■ Exercise: From the spam text guide below, print the passage between "How to block" and "spam, and confirm.", inclusive, word for word.

How to block and report spam texts on Android
- Open Google Messages.
- Touch and hold the suspicious conversation.
- Tap Block, choose Report spam, and confirm.
- You can also open the conversation, use the more-options menu, choose details, and select Block & report spam.
- Keep spam protection enabled in Google Messages so obvious spam can be moved to the spam folder or blocked before it distracts you.
When you report spam in Google Messages, the sender is blocked and the conversation is moved to Spam & blocked. Google says the spammer is not told that you reported them.
How to recognize a dangerous spam text
Most spam texts push you to act before you think. Watch for a link, a short deadline, a fake fee, a request for a verification code, or a message that claims a problem with a package, bank transaction, toll payment, subscription renewal, job offer, tax refund, or account lock. The message may include personal details to sound convincing, but that is not proof it is real.
Before clicking anything, inspect the domain. Scam domains often add extra words, hyphens, random letters, or misspellings around a familiar brand. If you are unsure, paste the domain into the Gridinsoft Online Virus Scanner instead of opening it directly. If the text led to a phishing page, this phishing checklist explains the same red flags that appear in fake SMS alerts.
If you clicked the spam text link
- If you only opened the page: close it, do not enter data, and clear the browser tab. Do not install anything the page recommends.
- If you entered a password: change that password from the real site or app. If you reuse the same password elsewhere, change it there too.

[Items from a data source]
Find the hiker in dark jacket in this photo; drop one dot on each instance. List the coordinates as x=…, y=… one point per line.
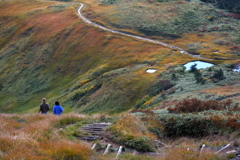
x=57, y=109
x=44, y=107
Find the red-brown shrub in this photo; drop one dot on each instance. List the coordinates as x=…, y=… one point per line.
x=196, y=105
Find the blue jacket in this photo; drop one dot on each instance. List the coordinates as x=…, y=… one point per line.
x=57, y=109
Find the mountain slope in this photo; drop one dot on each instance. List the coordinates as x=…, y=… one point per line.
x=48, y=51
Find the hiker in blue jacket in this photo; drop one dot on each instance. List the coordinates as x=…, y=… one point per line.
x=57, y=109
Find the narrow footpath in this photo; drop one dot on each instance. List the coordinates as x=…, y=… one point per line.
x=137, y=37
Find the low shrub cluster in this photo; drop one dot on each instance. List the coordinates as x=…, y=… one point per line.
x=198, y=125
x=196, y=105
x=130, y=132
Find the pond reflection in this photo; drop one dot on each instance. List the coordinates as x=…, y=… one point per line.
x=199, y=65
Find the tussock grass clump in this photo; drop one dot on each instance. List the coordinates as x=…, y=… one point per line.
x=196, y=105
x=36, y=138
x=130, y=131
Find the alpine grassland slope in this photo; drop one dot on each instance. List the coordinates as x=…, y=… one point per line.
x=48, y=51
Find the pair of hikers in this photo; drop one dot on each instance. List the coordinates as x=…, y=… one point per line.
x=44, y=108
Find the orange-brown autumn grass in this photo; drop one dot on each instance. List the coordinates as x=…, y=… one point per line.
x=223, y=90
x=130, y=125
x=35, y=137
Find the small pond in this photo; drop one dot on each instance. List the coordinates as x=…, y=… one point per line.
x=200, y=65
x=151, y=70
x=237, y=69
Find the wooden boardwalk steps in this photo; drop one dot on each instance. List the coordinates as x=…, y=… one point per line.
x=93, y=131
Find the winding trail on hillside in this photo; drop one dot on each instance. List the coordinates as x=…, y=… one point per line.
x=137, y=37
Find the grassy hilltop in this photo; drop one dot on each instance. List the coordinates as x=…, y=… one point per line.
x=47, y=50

--

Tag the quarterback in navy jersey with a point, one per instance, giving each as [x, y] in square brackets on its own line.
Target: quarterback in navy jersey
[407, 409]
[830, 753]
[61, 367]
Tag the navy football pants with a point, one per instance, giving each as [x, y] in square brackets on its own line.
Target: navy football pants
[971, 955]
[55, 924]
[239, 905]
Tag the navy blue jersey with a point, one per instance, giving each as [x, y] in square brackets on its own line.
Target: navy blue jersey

==

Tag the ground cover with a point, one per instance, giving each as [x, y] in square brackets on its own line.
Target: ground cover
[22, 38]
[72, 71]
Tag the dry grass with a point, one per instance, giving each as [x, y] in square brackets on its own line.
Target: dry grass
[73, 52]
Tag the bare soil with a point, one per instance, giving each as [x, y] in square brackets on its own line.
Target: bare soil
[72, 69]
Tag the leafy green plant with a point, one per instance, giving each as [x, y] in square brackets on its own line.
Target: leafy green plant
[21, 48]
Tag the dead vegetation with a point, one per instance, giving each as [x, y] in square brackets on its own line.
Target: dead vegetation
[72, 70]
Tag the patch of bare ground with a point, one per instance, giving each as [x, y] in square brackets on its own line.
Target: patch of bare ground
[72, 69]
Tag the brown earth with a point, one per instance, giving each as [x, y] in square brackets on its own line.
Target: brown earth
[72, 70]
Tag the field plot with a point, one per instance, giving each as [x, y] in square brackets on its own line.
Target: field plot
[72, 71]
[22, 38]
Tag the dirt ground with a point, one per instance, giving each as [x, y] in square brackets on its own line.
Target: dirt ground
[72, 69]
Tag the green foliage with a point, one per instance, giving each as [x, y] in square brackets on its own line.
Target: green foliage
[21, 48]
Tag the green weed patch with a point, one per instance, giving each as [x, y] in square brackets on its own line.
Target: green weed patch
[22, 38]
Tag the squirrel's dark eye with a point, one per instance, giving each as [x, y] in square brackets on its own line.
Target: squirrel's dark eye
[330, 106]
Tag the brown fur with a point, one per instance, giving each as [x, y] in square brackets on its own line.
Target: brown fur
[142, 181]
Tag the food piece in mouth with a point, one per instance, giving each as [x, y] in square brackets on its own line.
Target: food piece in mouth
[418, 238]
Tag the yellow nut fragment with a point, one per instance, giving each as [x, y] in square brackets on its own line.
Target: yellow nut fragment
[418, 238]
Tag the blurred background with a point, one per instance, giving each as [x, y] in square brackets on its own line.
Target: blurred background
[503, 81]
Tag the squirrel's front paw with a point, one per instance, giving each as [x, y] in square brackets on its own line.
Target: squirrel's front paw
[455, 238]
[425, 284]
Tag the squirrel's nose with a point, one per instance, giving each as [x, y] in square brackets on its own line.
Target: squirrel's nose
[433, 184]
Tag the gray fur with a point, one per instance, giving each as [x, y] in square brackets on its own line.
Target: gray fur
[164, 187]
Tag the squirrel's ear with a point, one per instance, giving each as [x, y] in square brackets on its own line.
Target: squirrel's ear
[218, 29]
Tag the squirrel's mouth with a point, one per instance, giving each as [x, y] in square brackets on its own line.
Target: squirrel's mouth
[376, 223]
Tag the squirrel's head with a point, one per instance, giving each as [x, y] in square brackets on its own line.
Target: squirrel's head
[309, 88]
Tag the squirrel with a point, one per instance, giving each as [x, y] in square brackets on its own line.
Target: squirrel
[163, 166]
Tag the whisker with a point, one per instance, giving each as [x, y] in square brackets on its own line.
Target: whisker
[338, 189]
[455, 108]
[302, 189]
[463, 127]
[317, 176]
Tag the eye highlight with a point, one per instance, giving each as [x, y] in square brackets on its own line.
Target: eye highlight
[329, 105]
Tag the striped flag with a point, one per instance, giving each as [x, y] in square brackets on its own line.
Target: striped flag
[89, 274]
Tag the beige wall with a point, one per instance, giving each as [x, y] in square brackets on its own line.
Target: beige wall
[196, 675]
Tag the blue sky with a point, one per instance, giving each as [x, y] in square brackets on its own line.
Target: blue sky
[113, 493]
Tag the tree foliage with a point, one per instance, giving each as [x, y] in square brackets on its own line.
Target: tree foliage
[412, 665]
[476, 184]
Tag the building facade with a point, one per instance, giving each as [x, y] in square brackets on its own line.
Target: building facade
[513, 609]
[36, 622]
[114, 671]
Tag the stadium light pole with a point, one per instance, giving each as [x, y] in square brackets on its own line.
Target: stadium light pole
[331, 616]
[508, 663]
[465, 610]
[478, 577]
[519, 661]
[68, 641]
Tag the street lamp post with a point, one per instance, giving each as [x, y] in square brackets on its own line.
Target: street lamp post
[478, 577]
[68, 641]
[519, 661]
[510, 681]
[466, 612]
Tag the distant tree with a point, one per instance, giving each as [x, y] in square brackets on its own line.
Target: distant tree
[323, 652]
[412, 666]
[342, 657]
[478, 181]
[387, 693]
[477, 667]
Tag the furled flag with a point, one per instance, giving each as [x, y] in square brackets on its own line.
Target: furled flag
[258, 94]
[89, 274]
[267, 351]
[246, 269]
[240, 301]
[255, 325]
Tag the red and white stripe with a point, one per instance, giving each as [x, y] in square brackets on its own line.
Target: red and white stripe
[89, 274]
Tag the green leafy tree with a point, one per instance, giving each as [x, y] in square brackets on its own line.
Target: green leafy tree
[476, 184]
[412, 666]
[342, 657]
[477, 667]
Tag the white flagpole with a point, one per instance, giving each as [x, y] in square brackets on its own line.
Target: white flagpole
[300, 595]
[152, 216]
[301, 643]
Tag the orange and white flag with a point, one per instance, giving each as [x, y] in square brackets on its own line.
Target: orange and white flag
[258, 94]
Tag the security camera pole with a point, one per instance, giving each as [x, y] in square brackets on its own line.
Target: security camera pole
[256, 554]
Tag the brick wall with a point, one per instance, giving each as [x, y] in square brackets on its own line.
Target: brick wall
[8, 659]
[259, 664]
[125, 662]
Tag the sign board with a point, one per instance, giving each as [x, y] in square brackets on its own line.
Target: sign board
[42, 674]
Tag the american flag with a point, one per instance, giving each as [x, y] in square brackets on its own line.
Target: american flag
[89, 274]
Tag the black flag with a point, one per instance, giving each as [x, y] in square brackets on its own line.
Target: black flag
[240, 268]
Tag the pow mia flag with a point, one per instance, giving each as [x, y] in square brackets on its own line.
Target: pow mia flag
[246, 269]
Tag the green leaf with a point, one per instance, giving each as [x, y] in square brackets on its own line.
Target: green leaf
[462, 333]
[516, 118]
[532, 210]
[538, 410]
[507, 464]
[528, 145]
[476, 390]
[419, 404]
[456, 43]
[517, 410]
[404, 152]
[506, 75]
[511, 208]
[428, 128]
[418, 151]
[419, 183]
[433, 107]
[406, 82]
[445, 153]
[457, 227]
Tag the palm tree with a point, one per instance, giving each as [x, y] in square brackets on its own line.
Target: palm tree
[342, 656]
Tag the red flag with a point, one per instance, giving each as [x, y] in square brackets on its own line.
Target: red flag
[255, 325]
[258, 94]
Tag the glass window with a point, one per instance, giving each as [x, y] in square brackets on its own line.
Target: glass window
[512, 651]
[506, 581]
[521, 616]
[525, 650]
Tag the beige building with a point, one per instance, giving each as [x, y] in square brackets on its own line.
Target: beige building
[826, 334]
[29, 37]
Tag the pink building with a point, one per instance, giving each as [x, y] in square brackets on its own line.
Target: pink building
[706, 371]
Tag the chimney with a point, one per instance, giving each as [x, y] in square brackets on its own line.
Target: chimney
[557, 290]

■ Exercise result:
How to block and report spam texts on Android
- Open Google Messages.
- Touch and hold the suspicious conversation.
- Tap Block, choose Report spam, and confirm.